• WHAT THE TASK REQUIRES:
Give back exactly the stretch of data below from the line holding "Would you please place a dot on the spiral" through the line holding "Would you please place a dot on the silhouette of", both ends included, and leave the remaining lines out.

(Point localization data)
━━━━━━━━━━

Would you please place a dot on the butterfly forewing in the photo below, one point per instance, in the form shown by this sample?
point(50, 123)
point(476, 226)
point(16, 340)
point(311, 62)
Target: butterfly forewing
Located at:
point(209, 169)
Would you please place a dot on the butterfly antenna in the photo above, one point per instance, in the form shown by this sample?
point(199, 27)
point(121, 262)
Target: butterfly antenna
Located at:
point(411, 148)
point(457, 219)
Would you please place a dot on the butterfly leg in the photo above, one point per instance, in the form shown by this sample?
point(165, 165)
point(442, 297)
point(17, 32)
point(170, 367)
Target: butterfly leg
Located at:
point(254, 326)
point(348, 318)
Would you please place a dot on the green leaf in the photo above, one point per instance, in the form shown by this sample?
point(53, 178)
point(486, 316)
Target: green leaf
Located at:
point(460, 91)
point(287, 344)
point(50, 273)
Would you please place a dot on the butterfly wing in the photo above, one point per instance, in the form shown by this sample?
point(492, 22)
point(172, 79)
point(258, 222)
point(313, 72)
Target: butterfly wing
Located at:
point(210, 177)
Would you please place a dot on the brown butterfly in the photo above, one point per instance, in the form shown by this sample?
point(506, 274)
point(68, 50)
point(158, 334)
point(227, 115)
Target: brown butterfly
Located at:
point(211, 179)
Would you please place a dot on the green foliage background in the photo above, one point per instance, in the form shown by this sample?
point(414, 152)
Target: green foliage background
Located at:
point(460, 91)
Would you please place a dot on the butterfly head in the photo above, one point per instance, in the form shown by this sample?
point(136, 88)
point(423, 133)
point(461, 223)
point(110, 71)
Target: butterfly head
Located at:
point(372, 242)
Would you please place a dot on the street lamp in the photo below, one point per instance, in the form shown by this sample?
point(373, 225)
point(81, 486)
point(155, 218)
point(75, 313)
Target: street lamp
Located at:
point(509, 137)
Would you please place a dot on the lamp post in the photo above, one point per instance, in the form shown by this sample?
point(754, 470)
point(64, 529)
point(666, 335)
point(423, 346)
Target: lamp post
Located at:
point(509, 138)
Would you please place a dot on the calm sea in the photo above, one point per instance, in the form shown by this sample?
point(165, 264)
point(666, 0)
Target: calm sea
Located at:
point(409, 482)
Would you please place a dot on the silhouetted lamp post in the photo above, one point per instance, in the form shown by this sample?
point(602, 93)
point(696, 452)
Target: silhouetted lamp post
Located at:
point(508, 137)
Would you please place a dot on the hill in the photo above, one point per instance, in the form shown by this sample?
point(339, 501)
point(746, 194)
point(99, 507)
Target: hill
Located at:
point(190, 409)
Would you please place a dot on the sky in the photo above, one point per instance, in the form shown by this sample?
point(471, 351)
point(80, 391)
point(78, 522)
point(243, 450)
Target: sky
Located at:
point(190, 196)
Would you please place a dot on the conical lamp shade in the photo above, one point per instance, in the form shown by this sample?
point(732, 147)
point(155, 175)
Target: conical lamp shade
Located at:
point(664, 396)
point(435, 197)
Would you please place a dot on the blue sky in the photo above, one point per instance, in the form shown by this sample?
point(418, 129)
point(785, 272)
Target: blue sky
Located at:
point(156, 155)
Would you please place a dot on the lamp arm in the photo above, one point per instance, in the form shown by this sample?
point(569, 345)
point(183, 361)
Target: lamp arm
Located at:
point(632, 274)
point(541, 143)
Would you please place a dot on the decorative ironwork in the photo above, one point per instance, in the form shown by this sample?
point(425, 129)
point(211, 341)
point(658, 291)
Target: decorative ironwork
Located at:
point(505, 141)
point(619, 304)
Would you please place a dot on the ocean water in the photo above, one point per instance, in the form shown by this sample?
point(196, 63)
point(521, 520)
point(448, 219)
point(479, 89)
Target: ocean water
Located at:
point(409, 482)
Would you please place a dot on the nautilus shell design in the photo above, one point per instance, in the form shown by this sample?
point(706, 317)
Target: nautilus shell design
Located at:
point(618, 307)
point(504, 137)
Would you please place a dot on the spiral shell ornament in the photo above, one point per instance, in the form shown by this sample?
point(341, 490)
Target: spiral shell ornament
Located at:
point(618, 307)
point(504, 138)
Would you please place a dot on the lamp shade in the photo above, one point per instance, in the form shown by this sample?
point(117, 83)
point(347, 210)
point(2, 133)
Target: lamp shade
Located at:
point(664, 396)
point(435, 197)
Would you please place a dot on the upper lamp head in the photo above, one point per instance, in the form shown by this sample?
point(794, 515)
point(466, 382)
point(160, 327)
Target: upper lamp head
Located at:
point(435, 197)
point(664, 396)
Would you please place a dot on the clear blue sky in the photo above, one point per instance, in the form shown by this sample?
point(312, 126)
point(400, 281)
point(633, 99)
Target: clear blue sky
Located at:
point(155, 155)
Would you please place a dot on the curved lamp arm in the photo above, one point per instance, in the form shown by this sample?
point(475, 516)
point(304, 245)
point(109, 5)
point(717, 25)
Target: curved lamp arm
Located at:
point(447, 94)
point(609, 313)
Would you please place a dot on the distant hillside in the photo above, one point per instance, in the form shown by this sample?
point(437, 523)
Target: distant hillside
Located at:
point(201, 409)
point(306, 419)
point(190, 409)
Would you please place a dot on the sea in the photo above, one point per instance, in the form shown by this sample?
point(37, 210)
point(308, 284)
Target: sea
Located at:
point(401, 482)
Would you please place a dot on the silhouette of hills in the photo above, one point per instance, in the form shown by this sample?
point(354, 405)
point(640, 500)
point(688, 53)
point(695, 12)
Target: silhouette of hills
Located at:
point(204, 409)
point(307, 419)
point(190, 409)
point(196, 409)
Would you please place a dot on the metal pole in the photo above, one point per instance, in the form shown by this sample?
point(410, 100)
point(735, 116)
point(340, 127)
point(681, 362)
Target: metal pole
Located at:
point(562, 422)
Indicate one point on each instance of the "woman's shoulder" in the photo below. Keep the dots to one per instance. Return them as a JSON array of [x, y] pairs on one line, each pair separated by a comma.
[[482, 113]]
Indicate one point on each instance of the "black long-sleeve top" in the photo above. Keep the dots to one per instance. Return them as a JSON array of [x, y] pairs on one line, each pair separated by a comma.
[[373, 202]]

━━━━━━━━━━

• RESULT OF THE EXERCISE:
Would you please place a dot on the spiral shell ornament in the photo above, one point per instance, in the form shown by this sample?
point(341, 490)
Target: spiral shell ornament
Located at:
point(618, 307)
point(504, 138)
Would you please place a dot on the lamp shade in the photo above, one point per instance, in the form shown by this sample?
point(117, 83)
point(347, 210)
point(2, 133)
Target: lamp shade
Located at:
point(664, 396)
point(435, 197)
Would you please place a dot on the upper lamp head in the photo above, one point per instance, in the form shown by this sample?
point(794, 515)
point(466, 382)
point(160, 327)
Target: upper lamp head
Located at:
point(435, 197)
point(664, 396)
Would you please place a dot on the clear blue sky in the photo above, one point per instance, in the form shown by this sample?
point(312, 126)
point(400, 281)
point(633, 99)
Target: clear blue sky
Located at:
point(155, 155)
Would you please place a dot on the curved lamp arm in the photo above, one point per instance, in the form shown by this sample?
point(475, 516)
point(304, 245)
point(109, 5)
point(717, 25)
Target: curved lamp arm
Located at:
point(447, 94)
point(609, 313)
Would you please place a dot on the distant hillside in the photo above, one point per instance, in the form shown by this sample?
point(437, 523)
Target: distant hillside
Located at:
point(201, 409)
point(306, 419)
point(190, 409)
Would you please place a dot on the sea in the photo above, one point per instance, in the form shown by this sample?
point(37, 210)
point(308, 284)
Target: sea
Located at:
point(401, 482)
Would you please place a dot on the silhouette of hills in the photo above, one point per instance, in the form shown by this sample?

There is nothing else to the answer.